Travail à faire:
(a) Relevez tous les vêtements que porte Clovis à la belle saison dans le récit sur Clovis.
(b) Poursuivez le récit sur Clovis après sa dernière phrase.

Il prenait le temps de discuter avec ses interlocuteurs du moment. A la belle saison, avec son marcel
et sa casquette, vêtu sommairement de sa salopette à bretelles, il prenait le soin de tailler la bavette
avec le passant avec qui il sympathisait facilement. Mais ce qui l’intéressait le plus, c’était de
retrouver ses compagnons de palabres sous l’ombrage du séculaire platane situé alors devant la
forge de Marius et de Gaston, en quartier du Billeton.
Collectivement assis sur le banc de l’amitié, tous
passaient des après-midi entiers, Gaston, Clovis et les autres à discuter de l’actualité villageoise, de
ses potins, certes aussi de ses commérages. Mais aussi, à cette occasion journalière de trinquer le
coup de vin rosé de l’amitié. En effet, Clovis ressentait un petit faible pour le vin rosé. Parce que
cette petite amicalité liée à la forge, les voyait tous les jours d’été, immerger une bouteille de ce vin
dans l’eau vive fraîche et claire de la fontaine alors en gisement contre le mur de la Maison Pour
Tous et sur la place du Rasset Est. Au cours de ces après-midi, tous trinquaient agréablement en
passant des bons moments en chaleureuses et cordiales parlottes de racontars. De ce temps pendant
lequel Beaumont comptait deux fois moins d’habitants qu’aujourd’hui mais aussi deux épiceries
intra muros. Alors Clovis passait ses journées discursives mais aussi en tant que adhérent fidèle du
Club des Personnes Agées, membre actif de cette amicalité aux blanches chevelures. Il avait
l’habitude de prendre ses repas certes encore erratiques soit à la Maison Pour Tous, soit dans le
bâtiment de la Piscine Municipale soit en dernier ressort, dans le bâtiment de l’Ancienne Gare. Les
dames cuisinières de l’époque comme le cuisinier de nos jours, concoctaient le repas des membres
du club. Alors Clovis possédait autant d’amis parmi ses alter ego. Parce que ce bon vivant et de par
un grand malheur s’abattant sur lui, devint subitement veuf, en cette de la fin de cette décennie. Il
perdit malheureusement son épouse. Une circonstance qui le vit advenir au secrétariat de mairie
pour effectuer la déclaration du décès. Ce fut pour lui une terrible épreuve qu’il endura en devenant
très malheureux. Homme comme fauché par l’inqualifiable destinée humaine se montrant sans pitié
à son égard très éprouvé.

Données de l'exercice:
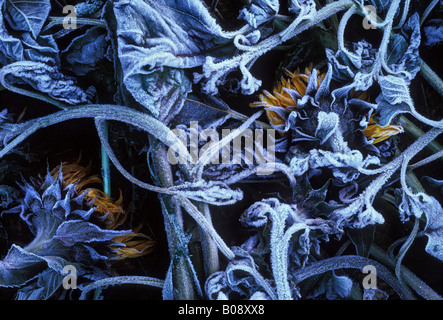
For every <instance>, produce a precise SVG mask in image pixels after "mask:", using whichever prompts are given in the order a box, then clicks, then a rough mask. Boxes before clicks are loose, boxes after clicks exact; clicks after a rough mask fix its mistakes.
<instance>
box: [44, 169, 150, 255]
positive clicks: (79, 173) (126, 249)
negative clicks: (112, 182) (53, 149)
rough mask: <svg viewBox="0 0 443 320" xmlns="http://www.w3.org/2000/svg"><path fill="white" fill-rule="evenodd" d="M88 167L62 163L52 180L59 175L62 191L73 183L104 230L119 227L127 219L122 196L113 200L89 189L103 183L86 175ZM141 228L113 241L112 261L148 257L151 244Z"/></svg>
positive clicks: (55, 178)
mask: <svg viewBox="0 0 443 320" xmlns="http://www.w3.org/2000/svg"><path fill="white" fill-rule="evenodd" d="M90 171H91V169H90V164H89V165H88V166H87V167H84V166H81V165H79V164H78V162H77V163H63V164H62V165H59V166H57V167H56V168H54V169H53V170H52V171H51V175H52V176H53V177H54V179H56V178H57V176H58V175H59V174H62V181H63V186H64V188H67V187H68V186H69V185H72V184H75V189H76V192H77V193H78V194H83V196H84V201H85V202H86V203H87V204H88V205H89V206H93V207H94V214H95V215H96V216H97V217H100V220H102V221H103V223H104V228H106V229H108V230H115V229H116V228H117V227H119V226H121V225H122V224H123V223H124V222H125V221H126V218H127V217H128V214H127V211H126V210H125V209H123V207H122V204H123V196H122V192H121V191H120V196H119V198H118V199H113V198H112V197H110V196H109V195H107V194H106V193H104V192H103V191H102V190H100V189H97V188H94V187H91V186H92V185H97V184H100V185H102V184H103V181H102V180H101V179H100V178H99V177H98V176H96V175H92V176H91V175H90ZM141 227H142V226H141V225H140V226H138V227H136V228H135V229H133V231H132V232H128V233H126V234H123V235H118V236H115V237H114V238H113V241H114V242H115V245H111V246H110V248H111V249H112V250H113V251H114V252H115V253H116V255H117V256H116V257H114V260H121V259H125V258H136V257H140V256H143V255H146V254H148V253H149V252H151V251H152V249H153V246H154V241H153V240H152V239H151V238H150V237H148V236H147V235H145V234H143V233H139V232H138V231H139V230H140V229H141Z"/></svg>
...
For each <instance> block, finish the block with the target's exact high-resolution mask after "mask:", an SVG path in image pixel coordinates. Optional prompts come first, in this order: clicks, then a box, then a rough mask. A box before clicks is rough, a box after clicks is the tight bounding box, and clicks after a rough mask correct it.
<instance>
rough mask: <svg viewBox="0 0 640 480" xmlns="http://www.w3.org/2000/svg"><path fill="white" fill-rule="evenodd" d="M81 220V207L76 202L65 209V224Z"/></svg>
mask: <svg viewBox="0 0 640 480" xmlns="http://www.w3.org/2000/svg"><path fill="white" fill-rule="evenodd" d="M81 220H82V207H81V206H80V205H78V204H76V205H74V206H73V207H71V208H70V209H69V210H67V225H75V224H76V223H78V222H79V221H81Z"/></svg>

Corrigés:
(a) son marcel, sa casquette, sa salopette à bretelles

(b)
Pourtant, il voulait toujours communiquer et faire
partager sa détresse en marchant inlassablement dans les rues du village, solitaire, l’âme en peine et
le désespoir l’étreignant. Souhaitant prendre son repas à l’heure méridienne, la plupart du temps, il
se trouvait grandement en avance sur l’horaire convenu, lui solitaire et perdant ses repères
temporels. Pour tuer le temps, il venait alors au secrétariat de mairie et s’asseyait sur une chaise
d’attente et donnait libre cours à une discussion à bâtons rompus avec le personnel d’accueil de la
mairie se trouvant très heureux de cette amicale, originale et cordiale compagnie. Mais une
présence peu ordinaire et somme toute très affectueuse. C’était son passe-temps, son échappatoire
faisant à son égard que le temps se montrait plus supportable lorsqu’il était loin de son domicile. Et
puis l’heure de midi moins le quart advenant, il prenait alors congé et se dirigeait à pas lent vers le
bâtiment de l’Ancienne Gare où il partageait l’ordinaire du jour. Lui-même m’ayant demandé, au
titre de l’économat de la cantine des anciens de choisir du vin titrant 11 degrés plutôt que celui de
10 degrés. Il aimait bien le vin et c’était là son petit faible. Les anciens se montreront toujours très
solidaires et unis fraternellement. La solitude des personnes âgées se trouve mieux supportable à
cette condition très humaine.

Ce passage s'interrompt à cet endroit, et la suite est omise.